• **Required action**: The records below are to be set down word for word, with every picture left out.

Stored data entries
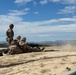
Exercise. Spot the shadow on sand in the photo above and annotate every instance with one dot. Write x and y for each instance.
(32, 60)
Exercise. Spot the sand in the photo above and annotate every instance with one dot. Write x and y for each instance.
(54, 61)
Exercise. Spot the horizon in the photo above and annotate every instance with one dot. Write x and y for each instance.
(39, 20)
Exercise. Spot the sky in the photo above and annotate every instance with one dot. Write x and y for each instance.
(39, 20)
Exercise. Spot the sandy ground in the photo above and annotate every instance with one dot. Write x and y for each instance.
(54, 61)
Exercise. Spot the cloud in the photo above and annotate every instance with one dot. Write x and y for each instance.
(22, 1)
(35, 3)
(36, 12)
(19, 12)
(69, 2)
(59, 1)
(44, 1)
(68, 10)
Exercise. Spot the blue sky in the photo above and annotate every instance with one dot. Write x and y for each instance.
(39, 20)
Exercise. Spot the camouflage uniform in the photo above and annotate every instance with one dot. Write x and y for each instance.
(9, 34)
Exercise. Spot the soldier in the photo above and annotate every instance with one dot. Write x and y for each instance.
(27, 48)
(10, 34)
(14, 49)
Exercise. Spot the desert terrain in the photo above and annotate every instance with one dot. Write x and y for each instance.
(54, 60)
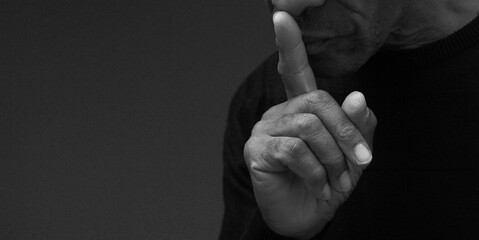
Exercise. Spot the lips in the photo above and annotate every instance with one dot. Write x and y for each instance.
(315, 42)
(315, 47)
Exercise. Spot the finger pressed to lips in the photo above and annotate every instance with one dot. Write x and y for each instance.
(293, 66)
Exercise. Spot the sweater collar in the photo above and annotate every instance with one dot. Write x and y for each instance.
(429, 54)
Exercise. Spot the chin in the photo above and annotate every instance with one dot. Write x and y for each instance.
(332, 69)
(336, 65)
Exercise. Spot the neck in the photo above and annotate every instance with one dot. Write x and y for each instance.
(427, 21)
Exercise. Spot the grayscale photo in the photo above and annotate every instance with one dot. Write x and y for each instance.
(247, 120)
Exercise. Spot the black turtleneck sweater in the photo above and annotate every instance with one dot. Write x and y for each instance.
(423, 182)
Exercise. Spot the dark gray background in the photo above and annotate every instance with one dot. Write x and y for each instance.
(112, 114)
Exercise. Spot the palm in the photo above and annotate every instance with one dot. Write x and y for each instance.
(289, 206)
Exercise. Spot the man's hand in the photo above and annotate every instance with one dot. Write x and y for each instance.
(308, 153)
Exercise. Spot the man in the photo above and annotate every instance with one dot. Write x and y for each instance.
(293, 155)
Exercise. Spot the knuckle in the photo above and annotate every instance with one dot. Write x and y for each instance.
(320, 99)
(293, 146)
(345, 131)
(273, 111)
(259, 127)
(307, 123)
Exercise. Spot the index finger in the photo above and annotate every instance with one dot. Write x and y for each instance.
(293, 65)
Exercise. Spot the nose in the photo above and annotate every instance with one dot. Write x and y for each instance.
(293, 7)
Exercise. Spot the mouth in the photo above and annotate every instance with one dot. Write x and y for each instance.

• **Your response**:
Exercise. Spot the shadow on sand in the photo above and annotate every instance with one dot. Write x and y for each instance.
(32, 60)
Exercise. Spot the sand in the photo above and annotate every instance with one dot. Write x and y for each instance.
(54, 61)
Exercise. Spot the horizon in the photo above and annotate every instance with one dot. Write x and y for each instance.
(39, 20)
Exercise. Spot the sky in the photo above and annotate every instance with one dot. Write x and y for each instance.
(39, 20)
Exercise. Spot the sandy ground in the photo above and annotate every instance with one dot. Write x and y for each instance.
(54, 61)
Exercise. Spot the cloud in the photo above and annotate every instance with one dot. Write x and y for each instance.
(22, 1)
(35, 3)
(36, 12)
(19, 12)
(69, 2)
(59, 1)
(44, 1)
(68, 10)
Exercise. Spot the blue sky in the photo above and annotate every instance with one dot. Write x and y for each instance.
(39, 20)
Exercise. Spot the camouflage uniform in the photo above and annotate every instance with one dot. Write x and y for each instance.
(9, 34)
Exercise. Spot the soldier in the photo above and annotate every instance with one dot. Write x and y for each instance.
(27, 48)
(10, 34)
(14, 49)
Exercise. Spot the desert terrain in the photo above and annotate every instance with one dot. Write x and y for each instance.
(54, 60)
Exercise. Spot the lips in the photo above and annotate every instance with one dot. Write x and y for each instance.
(315, 42)
(315, 47)
Exercise. Spot the finger pressed to lips in the photo above and annotate every instance with one dot. Write x and y for each instance.
(293, 66)
Exercise. Spot the sweater collar in the photo above and annotate every instance with one dot. Write x and y for each instance.
(429, 54)
Exercise. Spot the chin in the photo above and annotate every instance with one dot. Write x and y for each instance.
(332, 69)
(336, 65)
Exercise. Spot the neck in the photo above and annotate every instance with one dot. Write x and y for each instance.
(427, 21)
Exercise. Spot the grayscale photo in the photo above and annotate every instance with one dot. Write x and y for each instance.
(247, 120)
Exercise. Spot the black turtleneck sweater in the photo above and annotate every instance with one dot. Write x and y for each instance.
(423, 182)
Exercise. Spot the dark gray background in the photo above and annotate every instance with one dot. Write x and y for each instance.
(112, 114)
Exercise. Spot the palm in the photo above and annotate every instance with one dot. Write x and y for each instance.
(289, 206)
Exercise. Spot the man's hand in the photo above and annotate every instance with one dot. Write x and y for each instance.
(308, 153)
Exercise. Spot the man in the photo above and annotate every instance with one dot. Write x and y for each instance.
(293, 155)
Exercise. Spot the knuckle in the photo above and annotate every instance with one dot. Write x and y for each instance.
(320, 99)
(293, 146)
(345, 131)
(273, 111)
(259, 127)
(307, 123)
Exercise. Spot the index finger in the photo above and annotate every instance with one dot. Write x and y for each instance.
(293, 65)
Exercise. Spot the nose in the photo above and annotate every instance with one dot. Write x and y for each instance.
(293, 7)
Exercise. Spot the mouth in the photo above and annotate every instance with one dot. Write x and y for each instance.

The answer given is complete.